**Labeled region entries**

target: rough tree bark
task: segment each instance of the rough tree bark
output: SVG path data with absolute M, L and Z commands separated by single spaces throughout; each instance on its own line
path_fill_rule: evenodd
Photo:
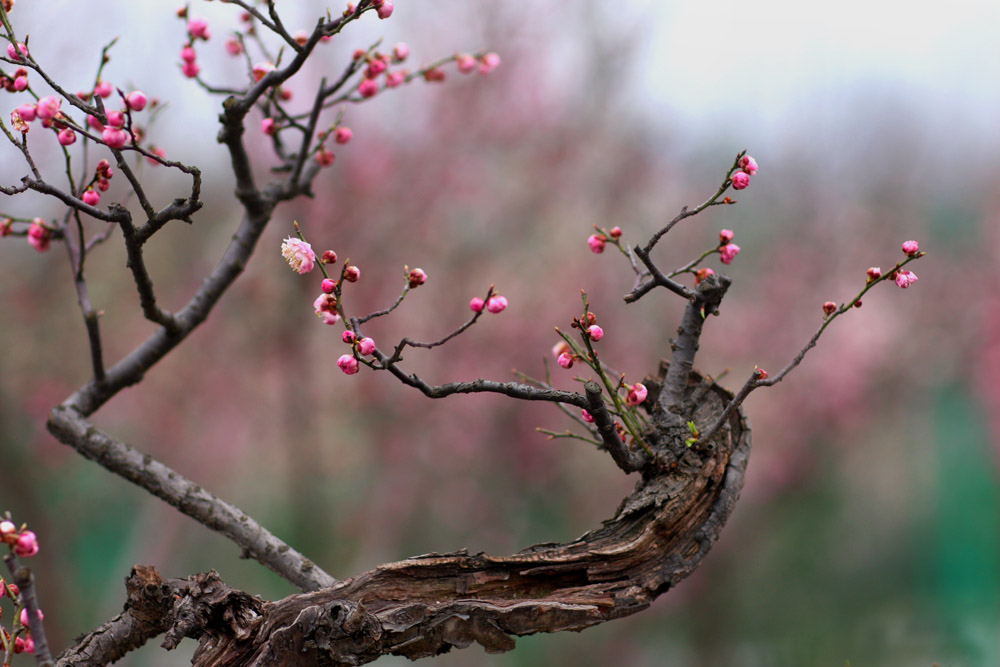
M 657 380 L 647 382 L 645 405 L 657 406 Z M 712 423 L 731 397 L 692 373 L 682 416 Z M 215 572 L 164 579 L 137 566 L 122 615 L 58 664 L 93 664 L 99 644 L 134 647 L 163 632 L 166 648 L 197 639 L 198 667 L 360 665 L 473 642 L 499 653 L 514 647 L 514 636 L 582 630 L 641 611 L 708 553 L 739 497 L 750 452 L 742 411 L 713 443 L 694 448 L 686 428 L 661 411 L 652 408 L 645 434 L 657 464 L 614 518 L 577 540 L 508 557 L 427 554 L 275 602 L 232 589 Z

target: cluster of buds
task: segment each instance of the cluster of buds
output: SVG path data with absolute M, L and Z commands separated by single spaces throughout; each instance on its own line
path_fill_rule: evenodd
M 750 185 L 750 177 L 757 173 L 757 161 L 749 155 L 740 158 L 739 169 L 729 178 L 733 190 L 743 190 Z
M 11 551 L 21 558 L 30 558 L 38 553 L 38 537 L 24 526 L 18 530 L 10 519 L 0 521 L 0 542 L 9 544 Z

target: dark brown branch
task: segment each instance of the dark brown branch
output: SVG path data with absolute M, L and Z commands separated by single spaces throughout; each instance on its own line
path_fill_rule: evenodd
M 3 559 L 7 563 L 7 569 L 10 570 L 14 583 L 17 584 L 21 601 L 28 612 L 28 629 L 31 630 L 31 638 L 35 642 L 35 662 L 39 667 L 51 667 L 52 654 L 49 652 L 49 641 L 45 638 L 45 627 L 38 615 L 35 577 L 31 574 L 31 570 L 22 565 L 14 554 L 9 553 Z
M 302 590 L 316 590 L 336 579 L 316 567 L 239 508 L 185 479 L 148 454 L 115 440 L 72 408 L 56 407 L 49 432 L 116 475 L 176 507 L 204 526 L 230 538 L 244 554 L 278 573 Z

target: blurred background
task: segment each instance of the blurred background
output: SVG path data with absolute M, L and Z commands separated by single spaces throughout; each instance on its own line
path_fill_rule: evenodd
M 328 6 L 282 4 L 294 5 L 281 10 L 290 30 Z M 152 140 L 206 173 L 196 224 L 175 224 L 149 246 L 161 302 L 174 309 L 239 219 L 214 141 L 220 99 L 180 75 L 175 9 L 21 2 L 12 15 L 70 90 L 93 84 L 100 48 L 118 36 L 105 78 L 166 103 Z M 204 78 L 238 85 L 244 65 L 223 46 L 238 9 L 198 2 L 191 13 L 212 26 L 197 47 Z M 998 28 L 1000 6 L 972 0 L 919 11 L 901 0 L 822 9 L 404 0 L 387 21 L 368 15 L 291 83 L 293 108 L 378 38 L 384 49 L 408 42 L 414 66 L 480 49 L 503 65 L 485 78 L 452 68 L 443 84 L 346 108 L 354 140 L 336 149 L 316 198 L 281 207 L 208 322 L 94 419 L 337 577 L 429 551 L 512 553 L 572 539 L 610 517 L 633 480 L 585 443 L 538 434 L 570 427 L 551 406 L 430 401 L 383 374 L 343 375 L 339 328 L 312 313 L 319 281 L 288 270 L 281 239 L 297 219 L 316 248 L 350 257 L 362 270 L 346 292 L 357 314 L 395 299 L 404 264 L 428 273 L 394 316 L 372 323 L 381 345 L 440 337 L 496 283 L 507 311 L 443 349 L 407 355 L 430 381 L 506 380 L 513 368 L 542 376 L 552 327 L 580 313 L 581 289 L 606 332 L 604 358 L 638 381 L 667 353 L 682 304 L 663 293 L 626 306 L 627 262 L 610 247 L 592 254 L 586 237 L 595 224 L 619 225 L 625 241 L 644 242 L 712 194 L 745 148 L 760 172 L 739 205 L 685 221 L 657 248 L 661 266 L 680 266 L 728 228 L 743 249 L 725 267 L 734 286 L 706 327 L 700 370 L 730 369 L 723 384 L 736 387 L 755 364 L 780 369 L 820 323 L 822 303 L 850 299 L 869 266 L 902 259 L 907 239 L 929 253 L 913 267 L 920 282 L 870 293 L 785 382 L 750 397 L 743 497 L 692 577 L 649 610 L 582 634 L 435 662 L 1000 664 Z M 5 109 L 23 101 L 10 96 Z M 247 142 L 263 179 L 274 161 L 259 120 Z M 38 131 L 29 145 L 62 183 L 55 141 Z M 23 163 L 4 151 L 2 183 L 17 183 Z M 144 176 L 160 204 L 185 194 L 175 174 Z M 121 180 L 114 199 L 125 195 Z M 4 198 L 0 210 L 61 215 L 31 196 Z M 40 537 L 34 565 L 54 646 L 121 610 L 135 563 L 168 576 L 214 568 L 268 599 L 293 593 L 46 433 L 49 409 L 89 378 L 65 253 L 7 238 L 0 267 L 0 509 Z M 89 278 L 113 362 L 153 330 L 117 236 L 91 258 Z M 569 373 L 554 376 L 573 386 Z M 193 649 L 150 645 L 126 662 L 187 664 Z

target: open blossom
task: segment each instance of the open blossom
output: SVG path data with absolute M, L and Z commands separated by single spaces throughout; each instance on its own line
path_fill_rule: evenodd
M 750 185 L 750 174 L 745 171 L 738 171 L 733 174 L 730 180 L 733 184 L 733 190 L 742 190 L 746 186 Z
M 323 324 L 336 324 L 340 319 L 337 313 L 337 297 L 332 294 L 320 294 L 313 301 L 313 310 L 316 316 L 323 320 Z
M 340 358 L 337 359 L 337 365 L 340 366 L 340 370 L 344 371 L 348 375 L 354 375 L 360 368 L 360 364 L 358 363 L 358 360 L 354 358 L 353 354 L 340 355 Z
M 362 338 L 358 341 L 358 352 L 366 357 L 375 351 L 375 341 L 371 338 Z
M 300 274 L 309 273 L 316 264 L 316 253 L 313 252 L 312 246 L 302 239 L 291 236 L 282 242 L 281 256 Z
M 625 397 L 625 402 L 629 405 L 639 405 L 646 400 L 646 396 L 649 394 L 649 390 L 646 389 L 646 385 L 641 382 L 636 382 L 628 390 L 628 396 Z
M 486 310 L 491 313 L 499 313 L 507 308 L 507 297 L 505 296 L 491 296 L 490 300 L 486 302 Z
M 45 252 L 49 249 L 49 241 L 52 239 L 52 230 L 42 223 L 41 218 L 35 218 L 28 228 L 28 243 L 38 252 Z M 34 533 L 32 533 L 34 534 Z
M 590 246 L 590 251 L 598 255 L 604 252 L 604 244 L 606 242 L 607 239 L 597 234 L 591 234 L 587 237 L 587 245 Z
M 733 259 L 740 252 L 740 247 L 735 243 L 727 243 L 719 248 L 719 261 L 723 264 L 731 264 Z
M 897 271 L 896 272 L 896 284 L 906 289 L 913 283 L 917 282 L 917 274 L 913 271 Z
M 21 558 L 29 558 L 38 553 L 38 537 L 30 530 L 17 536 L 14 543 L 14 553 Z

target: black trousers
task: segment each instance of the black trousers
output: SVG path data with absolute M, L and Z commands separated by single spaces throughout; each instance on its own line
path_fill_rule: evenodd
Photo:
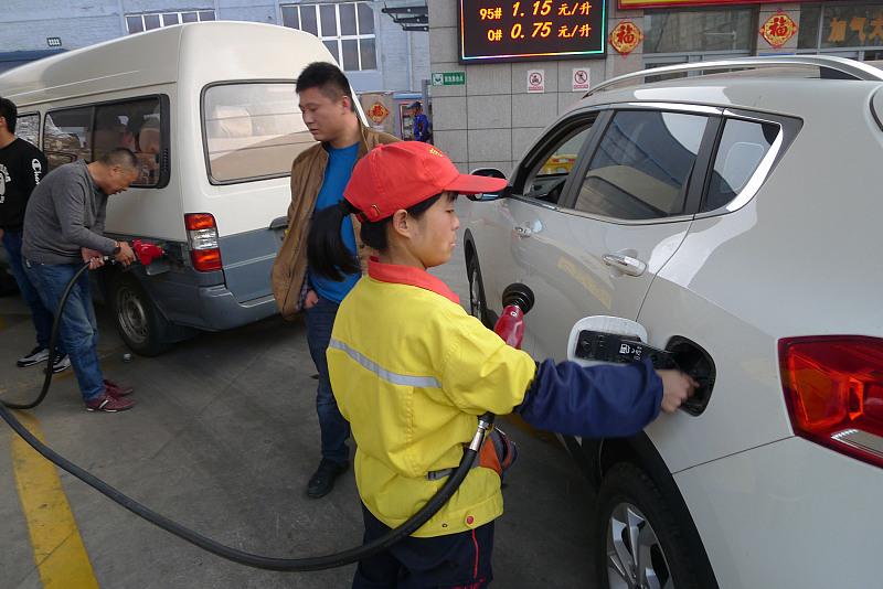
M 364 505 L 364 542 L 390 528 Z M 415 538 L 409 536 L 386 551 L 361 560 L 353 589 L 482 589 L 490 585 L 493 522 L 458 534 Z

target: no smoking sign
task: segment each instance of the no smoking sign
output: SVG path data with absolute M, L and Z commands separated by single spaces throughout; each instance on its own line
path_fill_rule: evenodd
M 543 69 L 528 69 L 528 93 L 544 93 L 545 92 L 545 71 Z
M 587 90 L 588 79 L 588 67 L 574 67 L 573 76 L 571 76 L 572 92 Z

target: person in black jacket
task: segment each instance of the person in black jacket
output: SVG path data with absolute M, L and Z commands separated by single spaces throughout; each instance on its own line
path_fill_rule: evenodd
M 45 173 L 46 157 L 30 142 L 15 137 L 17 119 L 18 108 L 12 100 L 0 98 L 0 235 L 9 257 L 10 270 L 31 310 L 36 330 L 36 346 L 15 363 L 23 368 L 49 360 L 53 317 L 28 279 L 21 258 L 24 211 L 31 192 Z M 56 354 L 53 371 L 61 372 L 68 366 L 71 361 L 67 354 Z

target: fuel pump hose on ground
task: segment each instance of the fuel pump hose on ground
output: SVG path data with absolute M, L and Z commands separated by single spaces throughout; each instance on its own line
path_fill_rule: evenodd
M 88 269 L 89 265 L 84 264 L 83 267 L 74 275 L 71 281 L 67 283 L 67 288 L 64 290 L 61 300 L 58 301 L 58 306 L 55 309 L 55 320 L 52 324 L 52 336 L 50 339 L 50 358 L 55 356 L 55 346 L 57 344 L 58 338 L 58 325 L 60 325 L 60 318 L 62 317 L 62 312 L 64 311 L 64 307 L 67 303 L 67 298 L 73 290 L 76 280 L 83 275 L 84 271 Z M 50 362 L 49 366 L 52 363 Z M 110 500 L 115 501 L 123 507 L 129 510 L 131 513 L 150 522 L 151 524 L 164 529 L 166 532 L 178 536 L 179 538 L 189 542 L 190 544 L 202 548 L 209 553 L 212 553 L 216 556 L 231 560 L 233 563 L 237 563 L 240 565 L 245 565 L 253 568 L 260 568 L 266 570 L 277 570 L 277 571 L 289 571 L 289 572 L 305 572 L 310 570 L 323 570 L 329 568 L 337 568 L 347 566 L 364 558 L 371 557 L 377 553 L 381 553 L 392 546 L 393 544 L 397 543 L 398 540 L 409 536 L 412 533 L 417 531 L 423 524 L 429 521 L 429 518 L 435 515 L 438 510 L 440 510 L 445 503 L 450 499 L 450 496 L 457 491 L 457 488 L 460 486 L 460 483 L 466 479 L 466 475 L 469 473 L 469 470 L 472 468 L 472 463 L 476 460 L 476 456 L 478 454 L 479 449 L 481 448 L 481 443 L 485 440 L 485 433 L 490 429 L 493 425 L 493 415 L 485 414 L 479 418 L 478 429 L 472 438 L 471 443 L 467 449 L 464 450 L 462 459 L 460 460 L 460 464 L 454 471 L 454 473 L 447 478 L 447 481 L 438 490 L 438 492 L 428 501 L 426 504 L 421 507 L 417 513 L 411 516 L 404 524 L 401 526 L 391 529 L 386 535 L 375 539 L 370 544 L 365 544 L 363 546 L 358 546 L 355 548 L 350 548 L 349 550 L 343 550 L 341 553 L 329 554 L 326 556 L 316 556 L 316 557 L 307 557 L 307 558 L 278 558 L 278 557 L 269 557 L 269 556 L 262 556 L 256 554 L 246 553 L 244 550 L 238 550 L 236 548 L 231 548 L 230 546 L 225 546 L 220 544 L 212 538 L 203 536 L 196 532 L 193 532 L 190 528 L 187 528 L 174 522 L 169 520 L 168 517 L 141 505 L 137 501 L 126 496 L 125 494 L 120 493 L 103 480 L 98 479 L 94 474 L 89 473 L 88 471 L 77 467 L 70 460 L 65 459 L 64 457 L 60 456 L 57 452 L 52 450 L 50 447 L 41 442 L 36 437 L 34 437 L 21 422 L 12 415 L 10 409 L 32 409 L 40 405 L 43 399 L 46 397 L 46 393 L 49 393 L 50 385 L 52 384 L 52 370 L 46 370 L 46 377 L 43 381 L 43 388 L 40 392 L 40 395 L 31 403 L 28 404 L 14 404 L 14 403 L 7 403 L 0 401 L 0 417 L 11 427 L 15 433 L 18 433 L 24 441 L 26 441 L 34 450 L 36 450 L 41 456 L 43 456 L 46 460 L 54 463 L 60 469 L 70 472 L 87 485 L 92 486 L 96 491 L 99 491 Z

**What you should do**
Copy the lines above verbatim, starting at the line that contains "target: no smoking sign" and ending after the line that contains "M 45 173 L 46".

**Full answer**
target: no smoking sign
task: segment each instance of the no smoking sign
output: SVG path data with absolute M, L and Z commands separated by single spaces throughout; each instance on its own line
path_fill_rule: evenodd
M 543 69 L 528 69 L 528 93 L 544 93 L 545 92 L 545 71 Z
M 587 90 L 588 79 L 588 67 L 574 67 L 573 76 L 571 76 L 572 92 Z

target: person in black jacket
task: segment each instance of the person in black jacket
output: SVG path data with absolute M, L and Z commands separated by single spaces throughout; each instance on its own line
path_fill_rule: evenodd
M 45 173 L 46 157 L 30 142 L 15 137 L 17 119 L 18 108 L 12 100 L 0 98 L 0 235 L 9 257 L 10 270 L 31 310 L 36 330 L 36 346 L 15 363 L 23 368 L 49 360 L 53 317 L 28 279 L 21 258 L 24 211 L 31 192 Z M 56 354 L 53 371 L 61 372 L 68 366 L 71 361 L 67 354 Z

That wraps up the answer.